Try it
What lines in the entries hold the string "every"? List them.

(Source data)
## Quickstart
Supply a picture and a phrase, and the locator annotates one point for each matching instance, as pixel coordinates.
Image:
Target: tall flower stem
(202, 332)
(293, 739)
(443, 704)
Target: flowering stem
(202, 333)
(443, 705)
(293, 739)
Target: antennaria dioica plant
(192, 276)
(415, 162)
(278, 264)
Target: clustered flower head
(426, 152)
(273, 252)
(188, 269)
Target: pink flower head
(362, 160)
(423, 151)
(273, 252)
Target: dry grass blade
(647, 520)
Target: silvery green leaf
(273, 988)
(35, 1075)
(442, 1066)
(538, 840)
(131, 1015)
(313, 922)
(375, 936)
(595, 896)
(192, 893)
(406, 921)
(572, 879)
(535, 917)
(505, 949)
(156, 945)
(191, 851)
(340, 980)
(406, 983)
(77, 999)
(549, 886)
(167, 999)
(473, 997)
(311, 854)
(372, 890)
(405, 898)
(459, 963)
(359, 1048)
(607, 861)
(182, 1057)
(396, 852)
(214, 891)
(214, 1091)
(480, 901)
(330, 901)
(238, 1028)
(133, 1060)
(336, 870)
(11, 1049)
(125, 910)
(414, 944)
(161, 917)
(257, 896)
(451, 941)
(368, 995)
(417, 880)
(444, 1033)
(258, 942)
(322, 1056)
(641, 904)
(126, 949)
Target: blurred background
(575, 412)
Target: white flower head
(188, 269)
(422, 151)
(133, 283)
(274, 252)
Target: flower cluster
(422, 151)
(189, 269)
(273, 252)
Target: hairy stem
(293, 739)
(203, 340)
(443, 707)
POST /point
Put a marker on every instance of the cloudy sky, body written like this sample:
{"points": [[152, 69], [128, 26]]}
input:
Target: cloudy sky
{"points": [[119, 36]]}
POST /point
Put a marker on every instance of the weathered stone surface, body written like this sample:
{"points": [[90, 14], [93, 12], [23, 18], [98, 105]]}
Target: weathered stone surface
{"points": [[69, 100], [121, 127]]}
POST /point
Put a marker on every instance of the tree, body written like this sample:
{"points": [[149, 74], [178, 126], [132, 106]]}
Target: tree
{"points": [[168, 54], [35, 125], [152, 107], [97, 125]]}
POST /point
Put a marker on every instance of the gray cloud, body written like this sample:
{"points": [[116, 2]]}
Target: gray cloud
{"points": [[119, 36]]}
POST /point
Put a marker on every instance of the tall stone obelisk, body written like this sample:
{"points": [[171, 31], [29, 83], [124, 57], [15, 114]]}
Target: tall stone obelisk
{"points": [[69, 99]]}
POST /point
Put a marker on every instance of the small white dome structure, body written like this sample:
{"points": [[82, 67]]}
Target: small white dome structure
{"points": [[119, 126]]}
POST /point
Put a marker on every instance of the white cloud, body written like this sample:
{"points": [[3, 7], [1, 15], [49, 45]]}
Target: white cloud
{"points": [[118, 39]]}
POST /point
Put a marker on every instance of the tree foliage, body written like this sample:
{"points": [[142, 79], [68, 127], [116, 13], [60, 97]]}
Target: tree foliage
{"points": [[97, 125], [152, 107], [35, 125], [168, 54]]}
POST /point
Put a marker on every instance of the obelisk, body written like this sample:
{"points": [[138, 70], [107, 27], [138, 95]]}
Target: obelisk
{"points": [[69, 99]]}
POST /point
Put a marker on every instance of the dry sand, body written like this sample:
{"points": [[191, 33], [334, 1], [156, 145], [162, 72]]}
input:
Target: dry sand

Task solution
Put a marker on every instance of the cloudy sky, body written like this sample:
Put a marker on every instance of the weathered stone surface, body written like this sample:
Put a marker on every instance of the tree, body written like this sample:
Put a marker on every instance of the gray cloud, body written like this sample:
Put a marker on every instance of the tall stone obelisk, body written like this sample:
Put a marker on every instance of the small white dome structure, body written like this sample:
Put a marker on every instance of the white cloud, body written like this sample:
Put a marker on every instance of the tree foliage, body written like this sample:
Put a marker on every instance of the obelisk, body written like this sample:
Put a marker on every instance of the dry sand, body written like this sample:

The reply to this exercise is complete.